**Brief 1:**
Transcribe the passage of the article on PhD careers from "Through it all, he" to "again and again.".
**Brief 2:**
In the article on PhD careers, how long did each of Jack's two longest stops last?

**Text section:**
════

University

The ‘unfortunate’ life of a PhD graduate

Prof says universities do a poor job giving grad students professional training

Graduate school is professional school, a column by English professor Leonard Cassuto in the Chronicle of Higher Education, points out. Most PhD holders graduate from elite research universities with the full expectation that they will get the sorts of jobs held by their dissertation advisers. For many, if not most, that will never be the case, and universities should reframe doctoral education properly as professional training so grads have a better understanding of what type of career they might have, either inside, or outside, the ivory tower.

To illustrate the point that the expectations of PhD holders tend to be out of line with reality, Cassuto tells the tale of an “unfortunate” academic called “Jack.”

Like many other young Ph.D.’s then and now, Jack had bad luck on the job market despite a solid publication record. He didn’t get a tenure-track job out of the gate, so he took a visiting assistant professorship at a major state university. With that appointment, Jack began a career-long migration in search of permanent employment. That passage took Jack from campus to campus, with his two longest stops lasting four years each; one of those stints was in the writing program of a major private university, and the other was a visiting professorship at a different private university. The visiting job took the form of a series of one-year contracts, so Jack never knew from year to year whether he’d be employed beyond May.

Through it all, he evolved from a committed teacher into a fantastically dedicated one. He struggled with mixed success to maintain a publishing agenda while testing the job market again and again.

After that last four-year stint ended, Jack failed for the first time to land on his feet at another university. Then, in what amounts to a cruel cosmic joke, Jack got cancer. His diagnosis gave him a new job, as caregiver to himself. That job, like all the others, proved temporary. He died this past fall.

════

(Dataset entries)
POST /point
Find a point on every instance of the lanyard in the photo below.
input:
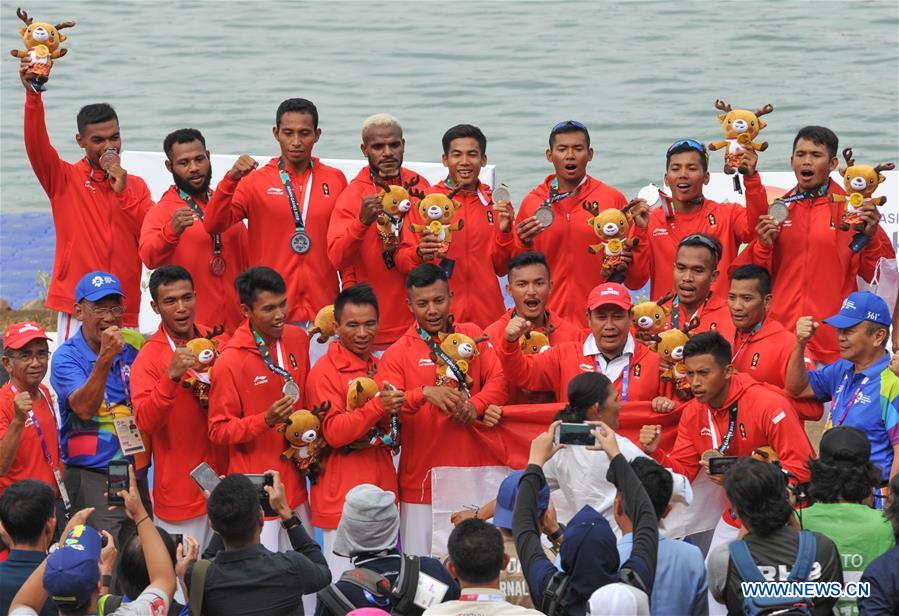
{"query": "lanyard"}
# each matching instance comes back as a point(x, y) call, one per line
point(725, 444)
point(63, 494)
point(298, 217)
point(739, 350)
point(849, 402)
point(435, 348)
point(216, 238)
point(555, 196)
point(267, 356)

════

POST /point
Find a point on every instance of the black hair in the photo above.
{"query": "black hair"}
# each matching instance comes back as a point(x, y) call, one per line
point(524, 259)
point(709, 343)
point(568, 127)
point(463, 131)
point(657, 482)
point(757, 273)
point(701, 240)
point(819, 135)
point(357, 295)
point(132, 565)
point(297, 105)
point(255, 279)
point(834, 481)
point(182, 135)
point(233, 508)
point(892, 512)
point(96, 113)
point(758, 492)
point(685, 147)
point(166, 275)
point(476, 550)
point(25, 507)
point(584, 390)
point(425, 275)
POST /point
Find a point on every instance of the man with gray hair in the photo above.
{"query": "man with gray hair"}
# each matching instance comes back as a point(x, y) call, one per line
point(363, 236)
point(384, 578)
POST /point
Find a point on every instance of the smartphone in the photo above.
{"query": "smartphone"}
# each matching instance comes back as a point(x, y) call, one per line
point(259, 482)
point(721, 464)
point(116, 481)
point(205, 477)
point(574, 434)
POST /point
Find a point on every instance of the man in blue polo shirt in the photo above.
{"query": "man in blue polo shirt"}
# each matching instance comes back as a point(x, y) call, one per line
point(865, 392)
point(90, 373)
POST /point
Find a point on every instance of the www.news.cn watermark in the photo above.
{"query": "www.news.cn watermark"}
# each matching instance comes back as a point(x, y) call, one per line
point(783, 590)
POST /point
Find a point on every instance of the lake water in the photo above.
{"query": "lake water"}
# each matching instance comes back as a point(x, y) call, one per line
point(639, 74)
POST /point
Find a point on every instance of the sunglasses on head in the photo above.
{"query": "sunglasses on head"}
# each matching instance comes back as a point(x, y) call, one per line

════

**Reply 1:**
Through it all, he evolved from a committed teacher into a fantastically dedicated one. He struggled with mixed success to maintain a publishing agenda while testing the job market again and again.

**Reply 2:**
Four years each.